Start of Stored records

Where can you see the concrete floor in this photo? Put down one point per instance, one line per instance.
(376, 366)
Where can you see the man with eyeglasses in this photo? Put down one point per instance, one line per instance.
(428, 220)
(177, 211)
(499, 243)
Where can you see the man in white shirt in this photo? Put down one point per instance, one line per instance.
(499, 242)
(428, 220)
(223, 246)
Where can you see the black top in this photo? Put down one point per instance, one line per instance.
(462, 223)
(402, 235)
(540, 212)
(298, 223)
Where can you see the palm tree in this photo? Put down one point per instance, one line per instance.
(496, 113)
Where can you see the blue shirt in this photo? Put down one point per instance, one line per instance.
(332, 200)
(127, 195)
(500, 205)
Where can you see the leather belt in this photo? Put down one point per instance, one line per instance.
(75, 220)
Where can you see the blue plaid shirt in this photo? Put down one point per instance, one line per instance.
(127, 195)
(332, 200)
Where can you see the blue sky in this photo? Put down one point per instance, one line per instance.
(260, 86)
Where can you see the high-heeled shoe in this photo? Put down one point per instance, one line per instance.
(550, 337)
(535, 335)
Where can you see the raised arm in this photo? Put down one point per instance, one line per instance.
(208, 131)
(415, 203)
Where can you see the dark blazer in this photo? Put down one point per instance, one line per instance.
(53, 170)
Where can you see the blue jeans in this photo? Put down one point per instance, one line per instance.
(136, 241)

End of Stored records

# Task details
Retype all of the items above word for word.

# Reply
Where can you see the concrete floor in this photo? Put down one point per instance, one line per instance.
(376, 366)
Where can you see the man with eyeglasses in this photo? Put down one point per instance, one line per instance.
(428, 220)
(177, 211)
(499, 243)
Where can you see the man in white shirt in this photo? Put down one point per instance, one line per instance.
(499, 242)
(428, 220)
(223, 246)
Where can you see the black top in this photo? Put down one point per instance, one line per instance.
(462, 223)
(402, 235)
(540, 212)
(298, 223)
Where can you see the palm tree in this photo? Put down one point per instance, one line per instance.
(496, 113)
Where can you see the blue shirt in this photo? Put down one point per instance, one line per instance.
(332, 200)
(127, 195)
(500, 205)
Where can you see the leather belt in this photo? Put down one point per instance, one line per instance.
(75, 220)
Where can you see the blue plaid shirt in this photo? Put down one point per instance, one line per instance.
(127, 195)
(332, 200)
Where can you see the blue sky in this photo? Put down one point per instance, one line per instance.
(260, 86)
Where can you see the high-heeled shoe in this photo? Put down one point per instance, one line per instance.
(550, 337)
(535, 335)
Where can you see the raised arm in this photo? Put down one point per instance, one line per instance.
(208, 131)
(415, 203)
Where can you see the dark blazer in this photo? Put down one point per instance, one line per instance.
(53, 170)
Where can you see the blue jeans in this photo? Put down one point per instance, one line per instance.
(136, 241)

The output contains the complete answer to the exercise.